> **Task directions**: Render every line of the listing below as a Markdown table with two columns, Row for the row number and Line for the text, and omit blank lines. Leave the pictures out of the table.

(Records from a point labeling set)
-- Begin --
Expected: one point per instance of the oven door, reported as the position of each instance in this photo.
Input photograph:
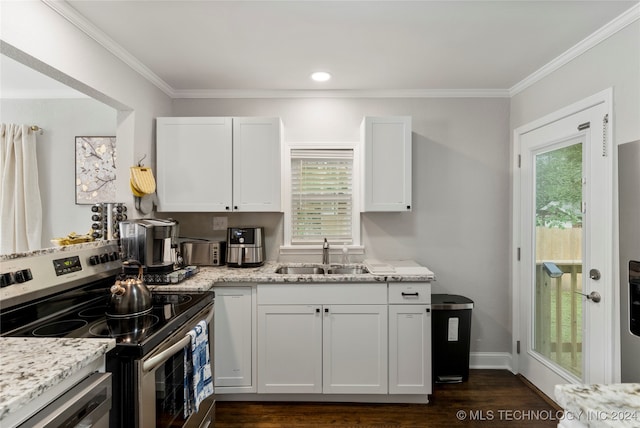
(161, 381)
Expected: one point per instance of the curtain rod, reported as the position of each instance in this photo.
(36, 128)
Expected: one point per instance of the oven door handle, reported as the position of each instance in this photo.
(163, 356)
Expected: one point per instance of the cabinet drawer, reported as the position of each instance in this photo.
(323, 294)
(409, 292)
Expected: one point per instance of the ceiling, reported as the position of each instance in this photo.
(210, 48)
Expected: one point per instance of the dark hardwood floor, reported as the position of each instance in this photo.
(489, 398)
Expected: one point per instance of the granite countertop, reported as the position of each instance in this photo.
(225, 275)
(50, 361)
(599, 405)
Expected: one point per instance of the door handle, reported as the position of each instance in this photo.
(594, 296)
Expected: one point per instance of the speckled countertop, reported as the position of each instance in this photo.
(598, 405)
(31, 366)
(225, 275)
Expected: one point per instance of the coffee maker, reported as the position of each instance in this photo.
(245, 246)
(152, 242)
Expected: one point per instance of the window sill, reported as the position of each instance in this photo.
(304, 250)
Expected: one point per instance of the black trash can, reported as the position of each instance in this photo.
(450, 337)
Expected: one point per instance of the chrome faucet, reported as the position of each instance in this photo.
(325, 252)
-- End --
> **Response to this exercise**:
| Row | Line |
|---|---|
| 1 | Expected: one point per instance of the oven door, reported as the position of each instance in this photo. |
| 2 | Input photograph: |
| 3 | (161, 381) |
| 4 | Expected: one point per instance of the curtain rod, reported as the position of each instance in this photo. |
| 5 | (36, 128) |
| 6 | Expected: one point per instance of the oven door handle, reported as the position of each instance in this photo. |
| 7 | (163, 356) |
| 8 | Expected: one point per instance of the cabinet drawer, reported as the position of each instance in this photo. |
| 9 | (323, 294) |
| 10 | (409, 292) |
| 11 | Expected: one point per instance of the ceiling, reported as the position of each instance in this photo. |
| 12 | (210, 48) |
| 13 | Expected: one point per instance of the dark hardwood floor, reported as the position of each instance in this photo. |
| 14 | (489, 398) |
| 15 | Expected: one point per instance of the granite countertop, reported as the position of each instance in this photo. |
| 16 | (225, 275) |
| 17 | (50, 361) |
| 18 | (599, 405) |
| 19 | Expected: one point per instance of the door handle, reported as the position of each instance in this photo. |
| 20 | (594, 296) |
| 21 | Expected: one point per instance of the speckled countertop, reported as the position of each instance in this photo. |
| 22 | (598, 405) |
| 23 | (31, 366) |
| 24 | (225, 275) |
| 25 | Expected: one point per instance of the coffee maker, reported as the position of each instance in this photo. |
| 26 | (245, 246) |
| 27 | (152, 242) |
| 28 | Expected: one point per instance of the window sill, reported as the position of each instance in this photo. |
| 29 | (304, 250) |
| 30 | Expected: one point per instance of the black trash can, reported as the position of each instance in this photo. |
| 31 | (450, 337) |
| 32 | Expected: one point per instance of the chrome faucet, reported as the position of each instance in this photo. |
| 33 | (325, 252) |